--- PAGE TEXT Enclosed Below ---

OOS 19-9
Flowers serve as a hub of transmission of putatively probiotic bacteria to wild bees

Tuesday, August 12, 2014: 4:20 PM
308, Sacramento Convention Center
Quinn S. McFrederick, Entomology, University of California, Riverside, Riverside, CA
Background/Question/Methods

While social transmission drives the specificity of the honey bee and bumble bee microbiota, other social Hymenoptera associate with environmentally acquired bacteria.  For example, Lactobacillus kunkeei consistently associates with multiple species of wild bees and flowers, suggesting that L. kunkeei is environmentally acquired and not host-specific.  These microbes, however, appear to share many characteristics with host-specific, socially-transmitted microbes that form the core honey bee and bumble bee gut microbiota.  Here I show that flowers are a source of putatively probiotic bacteria such as L. kunkeei.

--- End of Enclosed PAGE TEXT ---
--- EXERCISE DATA Enclosed Below ---

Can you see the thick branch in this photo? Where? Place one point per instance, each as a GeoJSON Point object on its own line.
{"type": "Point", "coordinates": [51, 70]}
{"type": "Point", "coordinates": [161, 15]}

--- End of Enclosed EXERCISE DATA ---

» **DIRECTIONS**
1: According to the abstract on bee bacteria, what does Lactobacillus kunkeei consistently associate with?
2: Update the stretch of the abstract on bee bacteria from "While social transmission" through "such as L. kunkeei.", replacing "wild bees" with "solitary bees".
3: Take the abstract on bee bacteria further, beginning after its last sentence.
The listing plays no part in this work.

» **RESPONSE LIST**
1: Multiple species of wild bees and flowers.

2:
While social transmission drives the specificity of the honey bee and bumble bee microbiota, other social Hymenoptera associate with environmentally acquired bacteria.  For example, Lactobacillus kunkeei consistently associates with multiple species of solitary bees and flowers, suggesting that L. kunkeei is environmentally acquired and not host-specific.  These microbes, however, appear to share many characteristics with host-specific, socially-transmitted microbes that form the core honey bee and bumble bee gut microbiota.  Here I show that flowers are a source of putatively probiotic bacteria such as L. kunkeei.

3:
Results/Conclusions

I recently sequenced several genomes of these flower- and bee-associated bacteria and found putatively host-benefitting genes.  I  also conducted a survey of flowers and megachilid bees that shows that while the bacterial communities from bees and flowers differ, bacteria like L. kunkeei and Arsenophonus are found in bees, flowers that have been visited by bees, and flowers from which bees were excluded.  Together these data suggest that a “spandrel” view of symbiosis, at least in wild bees, may be more apt than the coevolved or hologenome view.